Work task 1:
Reproduce the news report on the Viktor Bout extradition word for word, everything from "Police and airport" down to "the United States.".
Work task 2:
Summarize the news report on the Viktor Bout extradition in two sentences.
Work task 3:
Answer these questions from the news report on the Viktor Bout extradition:
(a) At which court was Bout arriving for a hearing on August 20?
(b) Around what time on November 16 was Bout expected to arrive in New York?
(c) In which city did Sergei Lavrov hold the press conference?

Alleged Russian arms dealer Viktor Bout is escorted by police as he arrives for a hearing at the Criminal Court in Bangkok on August 20.

Alleged Russian arms dealer Viktor Bout is escorted by police as he arrives for a hearing at the Criminal Court in Bangkok on August 20.

A Russian man reputed to be one of the world's most prolific arms dealers has been extradited to the United States, more than two years after his arrest.

Police and airport officials said Viktor Bout was flown out of Bangkok on a special U.S. plane shortly after the Thai cabinet agreed with an earlier court decision to send Bout to the United States.

The Associated Press news agency quoted an unidentified law enforcement officer in New York as saying Bout was expected to arrive there at around 9 p.m. on November 16.

Today's move follows months of legal battle in a case that led to a diplomatic tussle between Moscow and Washington.

Russia has reacted angrily, with Foreign Minister Sergei Lavrov telling a press conference in Nairobi, Kenya, that Bout's extradition was the result of "unprecedented political pressure on Thailand's legal procedure and the Thai government."

Lavrov added, "This whole affair is an example of glaring injustice and we, as a state, will continue to provide all the necessary assistance to Viktor Bout as a Russian citizen."

Dataset entries:
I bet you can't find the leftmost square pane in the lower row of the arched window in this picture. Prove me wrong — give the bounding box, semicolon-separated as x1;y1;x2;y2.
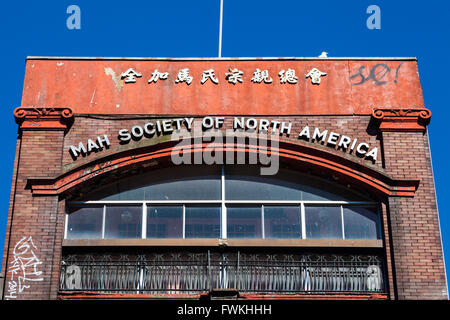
67;206;103;239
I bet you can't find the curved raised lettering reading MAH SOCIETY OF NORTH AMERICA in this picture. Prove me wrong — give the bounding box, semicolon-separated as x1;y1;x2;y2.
69;116;378;162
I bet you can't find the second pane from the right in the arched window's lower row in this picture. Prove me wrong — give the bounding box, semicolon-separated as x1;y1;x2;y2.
305;206;342;239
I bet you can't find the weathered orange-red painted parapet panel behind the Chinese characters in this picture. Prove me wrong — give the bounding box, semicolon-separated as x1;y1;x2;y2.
21;58;424;115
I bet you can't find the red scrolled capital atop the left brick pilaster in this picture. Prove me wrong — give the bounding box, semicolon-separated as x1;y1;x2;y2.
14;107;73;130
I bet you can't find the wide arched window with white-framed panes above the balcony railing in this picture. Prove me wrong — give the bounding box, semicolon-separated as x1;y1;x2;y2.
65;165;380;239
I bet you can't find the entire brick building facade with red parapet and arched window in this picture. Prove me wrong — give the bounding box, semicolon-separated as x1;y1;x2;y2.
2;57;448;300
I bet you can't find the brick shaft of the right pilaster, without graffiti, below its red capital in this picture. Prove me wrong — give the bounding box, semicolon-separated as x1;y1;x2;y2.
383;132;448;299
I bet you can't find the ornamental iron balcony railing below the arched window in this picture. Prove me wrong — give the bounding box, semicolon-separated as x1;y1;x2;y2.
60;251;386;294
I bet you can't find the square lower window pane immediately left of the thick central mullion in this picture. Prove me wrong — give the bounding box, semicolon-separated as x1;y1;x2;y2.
185;206;220;238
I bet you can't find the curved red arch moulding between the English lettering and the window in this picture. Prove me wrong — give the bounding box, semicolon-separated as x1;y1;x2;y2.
27;141;419;198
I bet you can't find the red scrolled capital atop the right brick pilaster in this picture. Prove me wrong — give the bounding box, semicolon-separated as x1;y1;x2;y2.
372;108;431;132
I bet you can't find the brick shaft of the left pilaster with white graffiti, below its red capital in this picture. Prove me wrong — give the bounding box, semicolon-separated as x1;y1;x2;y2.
3;130;64;299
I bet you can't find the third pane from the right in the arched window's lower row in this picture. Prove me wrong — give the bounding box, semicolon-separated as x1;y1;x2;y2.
264;206;302;239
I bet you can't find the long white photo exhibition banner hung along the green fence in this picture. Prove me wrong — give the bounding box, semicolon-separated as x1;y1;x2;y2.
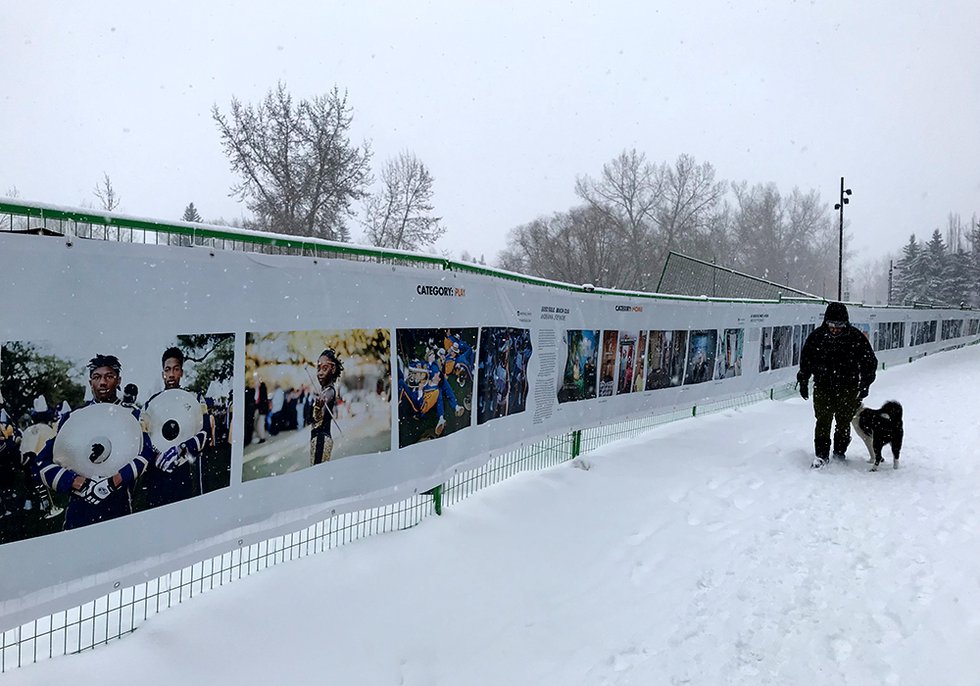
0;234;980;629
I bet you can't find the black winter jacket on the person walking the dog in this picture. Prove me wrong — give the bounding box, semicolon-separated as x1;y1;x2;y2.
796;324;878;391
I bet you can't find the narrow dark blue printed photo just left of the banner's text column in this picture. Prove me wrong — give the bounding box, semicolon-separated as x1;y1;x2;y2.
476;327;532;424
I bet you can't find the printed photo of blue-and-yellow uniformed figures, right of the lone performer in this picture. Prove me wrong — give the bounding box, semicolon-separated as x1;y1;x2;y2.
396;328;477;448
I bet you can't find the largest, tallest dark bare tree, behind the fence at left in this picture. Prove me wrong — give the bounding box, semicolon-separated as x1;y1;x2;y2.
211;82;371;241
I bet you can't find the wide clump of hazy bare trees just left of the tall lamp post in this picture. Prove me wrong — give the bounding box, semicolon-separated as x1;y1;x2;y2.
499;149;847;295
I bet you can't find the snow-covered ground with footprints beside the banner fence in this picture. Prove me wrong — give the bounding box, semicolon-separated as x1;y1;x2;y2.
7;346;980;686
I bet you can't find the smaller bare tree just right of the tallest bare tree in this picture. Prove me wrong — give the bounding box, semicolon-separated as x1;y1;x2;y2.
364;151;446;250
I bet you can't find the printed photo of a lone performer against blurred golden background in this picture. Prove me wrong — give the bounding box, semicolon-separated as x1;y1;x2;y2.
241;329;391;481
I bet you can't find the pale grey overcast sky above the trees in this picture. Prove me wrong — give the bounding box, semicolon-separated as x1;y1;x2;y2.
0;0;980;260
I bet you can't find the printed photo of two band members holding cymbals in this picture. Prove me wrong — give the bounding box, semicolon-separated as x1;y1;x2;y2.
0;332;235;543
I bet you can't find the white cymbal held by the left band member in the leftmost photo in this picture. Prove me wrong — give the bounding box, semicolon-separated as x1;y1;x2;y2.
54;403;143;480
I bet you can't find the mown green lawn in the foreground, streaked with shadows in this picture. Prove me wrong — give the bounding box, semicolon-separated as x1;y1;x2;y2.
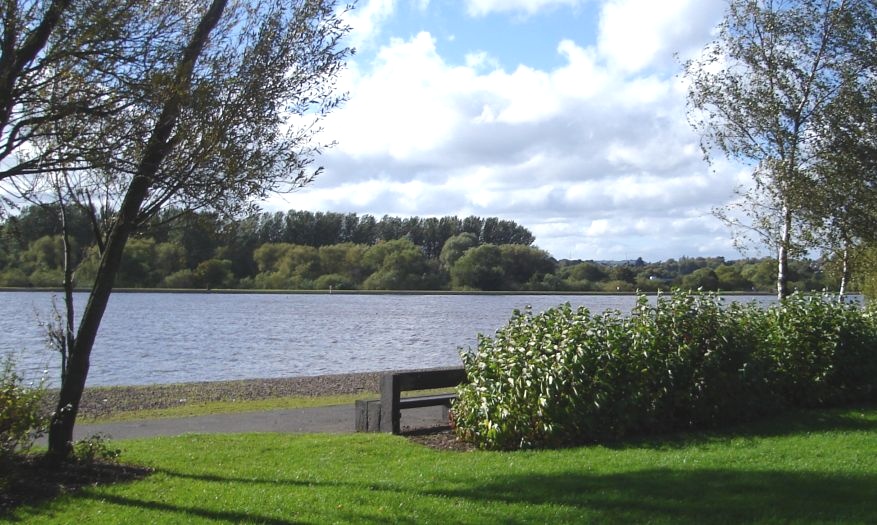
10;408;877;524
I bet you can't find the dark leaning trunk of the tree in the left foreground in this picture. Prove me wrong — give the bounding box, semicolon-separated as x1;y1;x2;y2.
48;0;227;462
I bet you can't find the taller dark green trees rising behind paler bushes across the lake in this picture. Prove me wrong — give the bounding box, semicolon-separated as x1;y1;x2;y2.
0;203;535;263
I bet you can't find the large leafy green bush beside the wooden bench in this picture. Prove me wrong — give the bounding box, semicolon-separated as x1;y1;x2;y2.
453;292;877;449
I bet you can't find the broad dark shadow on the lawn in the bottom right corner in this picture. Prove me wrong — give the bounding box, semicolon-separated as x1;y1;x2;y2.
424;469;877;523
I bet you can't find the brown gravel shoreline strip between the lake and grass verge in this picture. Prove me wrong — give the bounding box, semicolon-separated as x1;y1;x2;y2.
46;372;382;417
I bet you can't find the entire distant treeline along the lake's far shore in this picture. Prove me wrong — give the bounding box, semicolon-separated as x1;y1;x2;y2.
0;207;833;292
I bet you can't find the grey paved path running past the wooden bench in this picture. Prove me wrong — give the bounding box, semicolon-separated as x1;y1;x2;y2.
60;403;447;440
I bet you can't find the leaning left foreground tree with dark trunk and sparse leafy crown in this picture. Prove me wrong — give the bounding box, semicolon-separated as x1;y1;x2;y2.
35;0;350;459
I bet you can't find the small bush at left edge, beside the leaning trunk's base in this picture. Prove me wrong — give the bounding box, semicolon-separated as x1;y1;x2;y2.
0;355;48;463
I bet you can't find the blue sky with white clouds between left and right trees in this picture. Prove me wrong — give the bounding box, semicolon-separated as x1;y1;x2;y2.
266;0;746;261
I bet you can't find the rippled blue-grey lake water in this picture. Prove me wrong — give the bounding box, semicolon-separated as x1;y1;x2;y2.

Answer section 1:
Police and airport officials said Viktor Bout was flown out of Bangkok on a special U.S. plane shortly after the Thai cabinet agreed with an earlier court decision to send Bout to the United States.

Answer section 2:
Viktor Bout, a Russian man reputed to be one of the world's most prolific arms dealers, was flown out of Bangkok to the United States on a special U.S. plane more than two years after his arrest, shortly after the Thai cabinet agreed with an earlier court decision to send him there. Russia reacted angrily, with Foreign Minister Sergei Lavrov attributing the extradition to "unprecedented political pressure" and pledging continued assistance to Bout as a Russian citizen.

Answer section 3:
(a) The Criminal Court in Bangkok
(b) Around 9 p.m.
(c) Nairobi, Kenya